Make sure to modify the server IP and listening port to match your deployment environment. By default, Loki enforces an ingestion rate limit of 4 MB/s. Without proper configuration, high log volume may trigger rate limit errors. The above configuration increases the global ingestion threshold to prevent this.

Run the following command in the installation directory:

nohup ./loki-linux-amd64 -config.file=./config.yaml >./server.log 2>&1 &

To stop Loki:

kill -9 $(pgrep -f "loki-linux-amd64")

To check logs:

tail -200f server.log

Once started successfully, you should see startup logs similar to Figure 3-1.

Configure Promtail in the DolphinDB HA Cluster

Follow the steps below on each DolphinDB node (10.0.0.80, 10.0.0.81, 10.0.0.82). The following example uses 10.0.0.80.

Create the installation directory:

mkdir -p /usr/local/logsCollect/promtail

Navigate to the directory where the installation package is located and extract the Promtail archive:

unzip promtail-linux-amd64.zip -d /usr/local/logsCollect/promtail

Navigate to the install directory and create the "promtail.yaml" file:

cd /usr/local/logsCollect/promtail
vim promtail.yaml

Add the following configuration:

server:
  http_listen_port: 9080        
  grpc_listen_port: 0           

positions:
  filename: ./positions.yaml    

clients:
  - url: http://10.0.0.80:3100/loki/api/v1/push  # Loki server URL for pushing logs

scrape_configs:
  # ucenter1
  - job_name: dolphinDB
    static_configs:
      - targets:
          - 10.0.0.80
        labels:
          job: dolphinDB
          host: 10.0.0.80
          __path__: /home/vagrant/v2.00.11.13/server/clusterDemo/log/*.log  # Match all *.log files in directory
    pipeline_stages:
      - regex:
          expression: '^(?P<ts>\d{4}-\d{2}-\d{2}\s\d{2}:\d{2}:\d{2}\.\d+)\s(?P<level><\w+>)\s:(?P<message>.*)$'
      - timestamp:
          source: ts
          format: 2006-01-02 15:04:05.000000
          timezone: "China/Beijing"
      - labels:
          level:
      - output:
          source: message
  - job_name: core_file_monitor
    static_configs:
      - targets:
          - 10.0.0.80
        labels:
          job: core_files
          host: 10.0.0.80
          __path__: /home/vagrant/v2.00.11.13/server/clusterDemo/log/core.*  # Match core.* files
    pipeline_stages:
      - labels:
          filename: __path__   # Extract filename from file path as label
      - output:
          source: filename     # Use filename as log content
      - limit:
          rate: 10             # Max 10 logs per second
          burst: 10            # Allow short bursts of up to 10 logs
          drop: true           # Drop logs exceeding rate limits

Notes:

job_name: dolphinDB monitors DolphinDB log output.
job_name: core_file_monitor tracks core dump file creation.
Adjust __path__ to match your local DolphinDB log directory.
The url under clients should point to the correct Loki server.
IP addresses in targets and host should reflect the local node where Promtail is running. These are used to identify the log source in Loki.

Execute the following command in the Promtail install directory:

nohup ./promtail-linux-amd64 -config.file=./promtail.yaml >./server.log 2>&1 &

Stop promtail:

kill -9 $(pgrep -f "promtail-linux-amd64")

Verify startup:

tail -200f server.log

If logs indicate successful startup, proceed to deploy Promtail on the remaining nodes in the cluster.

DATA EXTRACT:
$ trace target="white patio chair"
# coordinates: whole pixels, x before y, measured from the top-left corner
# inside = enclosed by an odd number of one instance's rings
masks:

WORK TO COMPLETE:
**a)** According to the Loki and Promtail setup guide, what ingestion rate limit does Loki enforce by default?
**b)** From the Loki and Promtail setup guide, extract word for word the passage from "job_name: core_file_monitor tracks" up to and including "correct Loki server.".

ANSWERS TO EACH TASK:
**a)** 4 MB/s

**b)**
job_name: core_file_monitor tracks core dump file creation.
Adjust __path__ to match your local DolphinDB log directory.
The url under clients should point to the correct Loki server.